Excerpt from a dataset
** Start **

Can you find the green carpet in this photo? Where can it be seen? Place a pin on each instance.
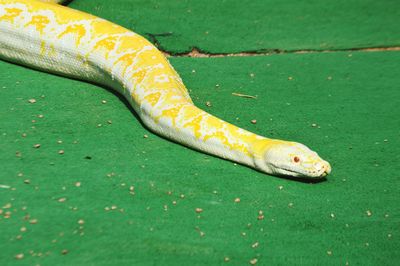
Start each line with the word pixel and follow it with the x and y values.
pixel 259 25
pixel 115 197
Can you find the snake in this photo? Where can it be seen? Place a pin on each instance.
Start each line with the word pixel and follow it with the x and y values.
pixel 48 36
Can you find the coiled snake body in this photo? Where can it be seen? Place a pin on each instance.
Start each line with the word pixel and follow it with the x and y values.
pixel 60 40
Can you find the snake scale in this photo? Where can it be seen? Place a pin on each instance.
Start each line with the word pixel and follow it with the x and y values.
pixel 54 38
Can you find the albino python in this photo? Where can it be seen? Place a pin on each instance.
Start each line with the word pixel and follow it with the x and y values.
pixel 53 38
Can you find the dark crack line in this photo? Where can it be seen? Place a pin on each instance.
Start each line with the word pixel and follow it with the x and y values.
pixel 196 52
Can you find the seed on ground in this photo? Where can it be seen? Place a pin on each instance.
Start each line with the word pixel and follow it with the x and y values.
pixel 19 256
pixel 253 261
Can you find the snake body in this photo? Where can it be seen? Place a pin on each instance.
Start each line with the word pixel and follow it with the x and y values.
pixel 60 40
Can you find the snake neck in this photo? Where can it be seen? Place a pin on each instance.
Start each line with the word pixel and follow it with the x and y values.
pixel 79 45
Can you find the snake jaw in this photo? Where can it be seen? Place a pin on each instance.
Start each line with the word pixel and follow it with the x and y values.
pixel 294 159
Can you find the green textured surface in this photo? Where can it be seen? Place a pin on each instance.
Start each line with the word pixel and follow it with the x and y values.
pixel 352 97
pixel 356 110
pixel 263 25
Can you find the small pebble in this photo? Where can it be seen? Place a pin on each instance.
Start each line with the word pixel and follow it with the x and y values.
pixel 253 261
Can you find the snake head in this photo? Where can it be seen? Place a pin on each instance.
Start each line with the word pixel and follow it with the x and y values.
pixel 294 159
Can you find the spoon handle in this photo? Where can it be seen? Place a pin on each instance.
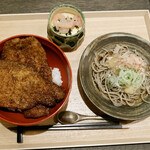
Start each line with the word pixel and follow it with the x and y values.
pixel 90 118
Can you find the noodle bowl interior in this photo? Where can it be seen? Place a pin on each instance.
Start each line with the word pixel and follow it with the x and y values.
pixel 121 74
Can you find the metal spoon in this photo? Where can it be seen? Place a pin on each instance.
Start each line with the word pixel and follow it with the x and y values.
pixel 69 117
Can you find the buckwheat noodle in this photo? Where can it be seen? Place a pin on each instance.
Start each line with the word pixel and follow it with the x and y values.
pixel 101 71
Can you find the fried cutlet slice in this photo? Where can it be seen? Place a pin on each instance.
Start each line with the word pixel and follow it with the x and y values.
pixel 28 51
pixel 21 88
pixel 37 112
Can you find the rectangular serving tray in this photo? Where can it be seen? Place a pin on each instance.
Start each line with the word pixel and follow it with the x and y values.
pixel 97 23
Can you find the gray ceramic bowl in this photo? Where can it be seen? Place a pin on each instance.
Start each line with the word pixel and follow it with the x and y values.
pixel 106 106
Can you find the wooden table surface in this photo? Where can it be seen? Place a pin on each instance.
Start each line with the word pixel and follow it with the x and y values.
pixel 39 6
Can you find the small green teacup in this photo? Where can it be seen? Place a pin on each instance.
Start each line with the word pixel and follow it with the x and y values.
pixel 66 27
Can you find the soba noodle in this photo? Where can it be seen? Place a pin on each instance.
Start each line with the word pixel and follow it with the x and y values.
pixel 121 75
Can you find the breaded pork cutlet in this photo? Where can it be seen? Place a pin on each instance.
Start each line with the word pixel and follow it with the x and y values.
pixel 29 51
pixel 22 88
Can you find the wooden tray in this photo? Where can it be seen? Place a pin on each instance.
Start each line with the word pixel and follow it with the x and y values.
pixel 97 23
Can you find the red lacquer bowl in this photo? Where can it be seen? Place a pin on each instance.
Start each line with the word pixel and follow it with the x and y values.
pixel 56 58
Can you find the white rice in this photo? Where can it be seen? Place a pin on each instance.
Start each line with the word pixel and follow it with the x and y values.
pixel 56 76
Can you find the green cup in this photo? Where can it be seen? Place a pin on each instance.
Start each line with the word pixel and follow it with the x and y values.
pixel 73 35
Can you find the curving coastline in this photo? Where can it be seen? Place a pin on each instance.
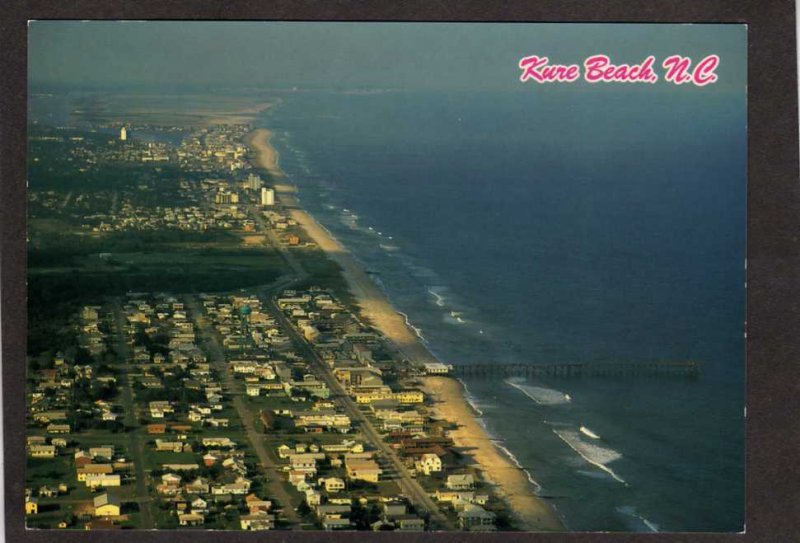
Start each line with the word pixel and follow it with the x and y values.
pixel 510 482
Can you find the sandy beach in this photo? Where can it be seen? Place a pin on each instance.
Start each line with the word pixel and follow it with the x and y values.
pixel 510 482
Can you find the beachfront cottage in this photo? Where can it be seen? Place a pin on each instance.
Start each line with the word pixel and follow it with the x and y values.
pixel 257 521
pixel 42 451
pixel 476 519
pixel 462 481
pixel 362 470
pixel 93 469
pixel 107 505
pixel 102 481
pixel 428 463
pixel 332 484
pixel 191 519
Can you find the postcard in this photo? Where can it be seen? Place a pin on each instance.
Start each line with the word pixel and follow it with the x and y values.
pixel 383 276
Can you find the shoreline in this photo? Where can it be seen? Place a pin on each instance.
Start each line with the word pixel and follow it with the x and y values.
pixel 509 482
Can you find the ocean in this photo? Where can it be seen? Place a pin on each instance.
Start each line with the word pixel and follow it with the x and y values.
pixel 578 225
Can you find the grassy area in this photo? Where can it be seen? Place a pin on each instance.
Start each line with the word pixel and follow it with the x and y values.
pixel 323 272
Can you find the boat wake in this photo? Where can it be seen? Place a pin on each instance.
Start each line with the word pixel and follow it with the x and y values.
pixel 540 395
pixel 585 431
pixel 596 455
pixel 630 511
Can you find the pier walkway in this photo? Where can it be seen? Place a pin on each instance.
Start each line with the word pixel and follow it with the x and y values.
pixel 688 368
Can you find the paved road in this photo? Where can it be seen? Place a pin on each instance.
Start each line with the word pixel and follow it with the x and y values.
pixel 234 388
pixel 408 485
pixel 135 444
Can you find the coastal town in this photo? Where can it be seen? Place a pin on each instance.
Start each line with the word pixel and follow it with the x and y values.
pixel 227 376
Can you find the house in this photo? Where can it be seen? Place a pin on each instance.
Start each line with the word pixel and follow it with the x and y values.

** End **

Rewrite the lines of the records above as a numbered list, covering all of the records and omitting blank lines. Leave the pictures out of your answer.

1. Can you find the green carpet in this photo? Where can it be seen? Place a pin on each instance.
2. Start each line with the word pixel and follow it with the x and y values.
3. pixel 259 25
4. pixel 115 197
5. Can you find the snake in this photo? Where can it be seen? Place a pin on each instance.
6. Start each line with the word pixel and follow it with the x and y values.
7. pixel 48 36
8. Can you find the coiled snake body in this photo? Where can it be seen? Place a pin on each instance.
9. Start each line with the word pixel and follow it with the x and y values.
10. pixel 60 40
11. Can you find the snake scale in this photo? Where can it be seen? Place a pin on each instance.
12. Start each line with the word pixel and follow it with the x and y values.
13. pixel 54 38
14. Can you find the albino python in this photo? Where can it be seen? Place a pin on each instance.
15. Start each line with the word pixel and follow it with the x and y values.
16. pixel 53 38
17. Can you find the dark crack line in this photo? Where can it be seen? Place a pin on each instance.
18. Start each line with the word pixel and follow it with the x and y values.
19. pixel 196 52
20. Can you find the seed on ground in this photo? Where can it be seen? Place a pin on each instance.
21. Start each line with the word pixel and follow it with the x and y values.
22. pixel 19 256
23. pixel 253 261
24. Can you find the snake body in this photo? Where can it be seen? Place a pin on each instance.
25. Start each line with the word pixel and follow it with the x and y values.
26. pixel 60 40
27. Can you find the snake neck in this photo? Where can it be seen? Place a pin on each instance.
28. Start each line with the word pixel and follow it with the x and y values.
29. pixel 79 45
30. Can you find the snake jaw in this photo? Where can it be seen? Place a pin on each instance.
31. Start each line with the word pixel and follow it with the x and y values.
32. pixel 294 159
33. Can you find the green textured surface in this photo? Where can it be seen? Place a pin on each instance.
34. Start each line with the word pixel and follow it with the x and y values.
35. pixel 352 97
36. pixel 356 110
37. pixel 263 25
38. Can you find the small pebble in this photo? Where can it be seen? Place a pin on each instance.
39. Start each line with the word pixel and follow it with the x and y values.
40. pixel 253 261
41. Can you find the snake head in this photo? Where can it be seen? Place a pin on each instance.
42. Start each line with the word pixel and follow it with the x and y values.
43. pixel 294 159
44. Can you find the spoon handle in this photo? Where can it be seen? Place a pin on each instance.
45. Start each line with the word pixel and follow it with the x and y values.
46. pixel 90 118
47. Can you find the noodle bowl interior in this photo? Where can it be seen? Place a pin on each instance.
48. Start each line with the word pixel and follow it with the x and y values.
49. pixel 121 74
50. Can you find the metal spoon in this photo? Where can it be seen? Place a pin on each instance.
51. Start each line with the word pixel and follow it with the x and y values.
52. pixel 69 117
53. Can you find the buckwheat noodle in this photo? Where can it be seen? Place a pin on each instance.
54. Start each line with the word pixel and follow it with the x and y values.
55. pixel 101 71
56. Can you find the fried cutlet slice in this photo? Where can it be seen? Place a pin on each instance.
57. Start each line with the word pixel and follow it with the x and y values.
58. pixel 28 51
59. pixel 21 88
60. pixel 37 112
61. Can you find the rectangular serving tray in this photo? Where can it be seen? Place a pin on each instance.
62. Start each line with the word pixel and follow it with the x and y values.
63. pixel 97 23
64. Can you find the gray ceramic bowl in this photo? Where can it be seen? Place a pin on each instance.
65. Start each line with the word pixel and follow it with the x and y values.
66. pixel 106 106
67. Can you find the wooden table surface in this photo? Where can it be seen? Place a pin on each instance.
68. Start each line with the word pixel and follow it with the x and y values.
69. pixel 39 6
70. Can you find the small green teacup in this photo? Where can it be seen? Place a pin on each instance.
71. Start each line with the word pixel and follow it with the x and y values.
72. pixel 66 27
73. Can you find the soba noodle in this photo? Where can it be seen? Place a pin on each instance.
74. Start each line with the word pixel and follow it with the x and y values.
75. pixel 121 75
76. Can you find the breaded pork cutlet in this photo? Where can it be seen? Place a pin on each instance.
77. Start each line with the word pixel and follow it with the x and y values.
78. pixel 29 51
79. pixel 22 88
80. Can you find the wooden tray in this photo? Where can it be seen? Place a pin on each instance.
81. Start each line with the word pixel and follow it with the x and y values.
82. pixel 97 23
83. Can you find the red lacquer bowl in this photo? Where can it be seen? Place a pin on each instance.
84. Start each line with the word pixel and follow it with the x and y values.
85. pixel 56 58
86. Can you find the white rice in this photo? Where can it be seen? Place a pin on each instance.
87. Start each line with the word pixel and follow it with the x and y values.
88. pixel 56 76
89. Can you find the green cup in this photo? Where can it be seen? Place a pin on each instance.
90. Start each line with the word pixel and follow it with the x and y values.
91. pixel 73 35
92. Can you find the curving coastline in this photo? Where can it be seen? Place a pin on each instance.
93. Start each line with the word pixel and follow it with the x and y values.
94. pixel 510 482
95. Can you find the sandy beach in this photo? Where can it be seen? Place a pin on each instance.
96. Start each line with the word pixel and follow it with the x and y values.
97. pixel 510 482
98. Can you find the beachfront cottage in this photo? Where can it be seen? Place a pin on each instance.
99. Start each line with the word pixel and follow it with the x and y values.
100. pixel 257 521
101. pixel 42 451
102. pixel 476 519
103. pixel 462 481
104. pixel 362 470
105. pixel 93 469
106. pixel 107 505
107. pixel 102 481
108. pixel 428 463
109. pixel 332 484
110. pixel 191 519
111. Can you find the postcard in this photo? Where can it be seen? Place a pin on each instance.
112. Start each line with the word pixel and follow it with the x and y values.
113. pixel 383 276
114. Can you find the shoreline in this photo? Where can it be seen? Place a pin on each instance.
115. Start each line with the word pixel and follow it with the x and y values.
116. pixel 509 482
117. Can you find the ocean in this photo? Where can it be seen? Place a pin on each instance.
118. Start each line with the word pixel and follow it with the x and y values.
119. pixel 578 225
120. Can you find the grassy area in this photo? Where can it be seen? Place a pin on each instance.
121. Start each line with the word pixel and follow it with the x and y values.
122. pixel 323 272
123. Can you find the boat wake in this photo? Where can it be seen? Place a pin on each instance.
124. Start each line with the word pixel and follow it with the x and y values.
125. pixel 540 395
126. pixel 585 431
127. pixel 596 455
128. pixel 630 511
129. Can you find the pier walkway in this photo? Where can it be seen? Place a pin on each instance.
130. Start each line with the word pixel and follow it with the x and y values.
131. pixel 688 368
132. Can you find the paved road in this photo? Where can it be seen? Place a pin on each instance.
133. Start each line with the word pixel and follow it with the x and y values.
134. pixel 234 388
135. pixel 408 485
136. pixel 135 444
137. Can you find the coastal town in this photo? Where can it be seen? Place a pin on each instance.
138. Start each line with the word pixel and follow it with the x and y values.
139. pixel 227 376
140. Can you find the house in this photo? Where can it be seen? Place a pin on each instance.
141. Start each line with the word pixel and follow it with the x and y values.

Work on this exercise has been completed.